The Raid is a 1954 American Western film set during the American Civil War. It stars Van Heflin, Anne Bancroft, Richard Boone and Lee Marvin. It is loosely based on a true incident, the St. Albans Raid, as well as the book by Herbert Ravenal Sass. However the film made a significant change, turning the raid into an act of revenge for William Tecumseh Sherman's burning of Atlanta.

Plot
In 1864 during the American Civil War, a group of Confederate prisoners held in a Union prison stockade at Plattsburgh, New York, not many miles from the Canada–US border, escape. They head for Montréal, Quebec and then plan a raid across the border into St. Albans, Vermont, to rob its banks to replenish the Confederate treasury and burn buildings as revenge for Sherman's March to the Sea and to tie up the Union forces.

[Material supplied]
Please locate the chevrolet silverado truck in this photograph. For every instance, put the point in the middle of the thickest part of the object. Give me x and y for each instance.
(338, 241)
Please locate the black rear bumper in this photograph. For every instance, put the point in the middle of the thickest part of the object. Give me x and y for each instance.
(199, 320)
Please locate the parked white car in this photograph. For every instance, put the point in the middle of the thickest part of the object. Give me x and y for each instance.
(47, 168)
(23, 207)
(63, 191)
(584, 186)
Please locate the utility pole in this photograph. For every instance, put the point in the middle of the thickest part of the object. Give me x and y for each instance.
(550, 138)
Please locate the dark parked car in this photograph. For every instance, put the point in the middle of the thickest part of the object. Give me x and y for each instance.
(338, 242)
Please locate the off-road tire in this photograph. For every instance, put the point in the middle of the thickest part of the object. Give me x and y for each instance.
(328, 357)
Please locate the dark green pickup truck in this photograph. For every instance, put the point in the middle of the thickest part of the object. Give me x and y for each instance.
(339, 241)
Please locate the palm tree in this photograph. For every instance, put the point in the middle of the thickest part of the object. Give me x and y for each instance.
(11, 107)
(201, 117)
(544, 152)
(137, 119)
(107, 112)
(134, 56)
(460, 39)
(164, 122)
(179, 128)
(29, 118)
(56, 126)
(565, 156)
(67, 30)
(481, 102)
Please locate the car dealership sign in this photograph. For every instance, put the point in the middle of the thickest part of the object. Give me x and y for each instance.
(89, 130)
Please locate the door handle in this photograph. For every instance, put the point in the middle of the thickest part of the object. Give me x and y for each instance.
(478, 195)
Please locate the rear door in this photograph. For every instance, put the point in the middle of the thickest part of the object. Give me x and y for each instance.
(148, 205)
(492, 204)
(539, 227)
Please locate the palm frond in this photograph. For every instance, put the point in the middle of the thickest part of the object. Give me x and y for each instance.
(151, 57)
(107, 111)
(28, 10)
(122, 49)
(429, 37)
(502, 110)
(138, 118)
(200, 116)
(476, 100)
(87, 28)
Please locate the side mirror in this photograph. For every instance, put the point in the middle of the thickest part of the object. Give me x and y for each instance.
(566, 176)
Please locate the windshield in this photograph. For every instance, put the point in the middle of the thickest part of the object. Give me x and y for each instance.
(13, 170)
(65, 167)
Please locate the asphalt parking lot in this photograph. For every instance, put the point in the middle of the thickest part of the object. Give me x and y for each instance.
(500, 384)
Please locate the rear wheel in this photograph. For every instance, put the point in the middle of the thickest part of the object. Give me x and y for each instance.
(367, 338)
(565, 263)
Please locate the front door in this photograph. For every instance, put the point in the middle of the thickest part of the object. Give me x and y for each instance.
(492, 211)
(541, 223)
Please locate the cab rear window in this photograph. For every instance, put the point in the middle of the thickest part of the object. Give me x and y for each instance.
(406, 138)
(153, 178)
==
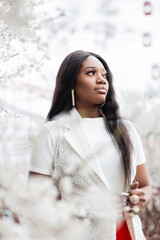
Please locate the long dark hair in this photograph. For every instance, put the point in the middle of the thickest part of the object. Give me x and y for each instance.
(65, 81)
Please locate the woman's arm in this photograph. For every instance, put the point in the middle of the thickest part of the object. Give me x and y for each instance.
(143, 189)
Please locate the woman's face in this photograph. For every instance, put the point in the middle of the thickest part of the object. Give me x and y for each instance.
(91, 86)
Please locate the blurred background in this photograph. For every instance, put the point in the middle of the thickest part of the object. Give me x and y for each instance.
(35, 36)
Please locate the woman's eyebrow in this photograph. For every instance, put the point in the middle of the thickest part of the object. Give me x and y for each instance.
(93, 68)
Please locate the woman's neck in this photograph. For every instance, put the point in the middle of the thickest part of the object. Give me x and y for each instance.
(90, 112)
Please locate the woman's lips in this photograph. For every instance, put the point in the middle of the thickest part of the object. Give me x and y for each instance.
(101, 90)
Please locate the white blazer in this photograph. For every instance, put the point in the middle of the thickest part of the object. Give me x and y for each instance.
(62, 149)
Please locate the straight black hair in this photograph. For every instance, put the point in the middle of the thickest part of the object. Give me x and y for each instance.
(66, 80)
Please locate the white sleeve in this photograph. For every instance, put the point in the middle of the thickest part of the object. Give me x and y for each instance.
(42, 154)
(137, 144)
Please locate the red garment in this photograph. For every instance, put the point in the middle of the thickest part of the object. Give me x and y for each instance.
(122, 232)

[Actions to take]
(1) Return everything in the passage on The Raid from "The Raid is" down to "burning of Atlanta.", copied word for word.
(2) Carry on the account of the 1954 film The Raid from the point where it stops.

[Task responses]
(1)
The Raid is a 1954 American Western film set during the American Civil War. It stars Van Heflin, Anne Bancroft, Richard Boone and Lee Marvin. It is loosely based on a true incident, the St. Albans Raid, as well as the book by Herbert Ravenal Sass. However the film made a significant change, turning the raid into an act of revenge for William Tecumseh Sherman's burning of Atlanta.

(2)
Major Neal Benton (Van Heflin), the leader of the raid, heads into St. Albans as a spy and develops ambiguous feelings about what he is doing when he becomes friends with an attractive young war widow and her friendly son, who he boards with, masquerading as a Canadian businessman. Other raiders stay in an abandoned barn or pose as travelling street peddlers. One drunken member interrupts a church service and is promptly shot dead by Benton, the raid leader, almost giving away the plot. The townspeople shower Benton with gratitude for this, not realizing his own true identity.

On the appointed day, Major Benton in town, and the other raiders at the barn, all don Confederate uniforms, take some citizens hostage, rob the bank's strongbox at gunpoint, burn down the town hall, and gallop north just ahead of an arriving Union force. Burning a bridge behind them, they barely elude the Union forces and make a successful getaway to nearby Canada.

Cast
 Van Heflin as Maj. Neal Benton 
 Anne Bancroft as Katie Bishop
 Richard Boone as Capt. Lionel Foster
 Lee Marvin as Lt. Keating
 Tommy Rettig as Larry Bishop
 Peter Graves as Capt. Frank Dwyer
 Douglas Spencer as Rev. Lucas
 Paul Cavanagh as Col. Tucker
 Will Wright as Josiah Anderson
 James Best as Lt. Robinson
 John Dierkes as Cpl. Fred Deane
 Helen Ford as Delphine Coates
 Dolores Fuller

Trivia

In the 18 January 1959 episode of the game show What's My Line?, Van Heflin the guest panellist, mentioned that Boone stole his movie from him, which the celebrity guest demurred.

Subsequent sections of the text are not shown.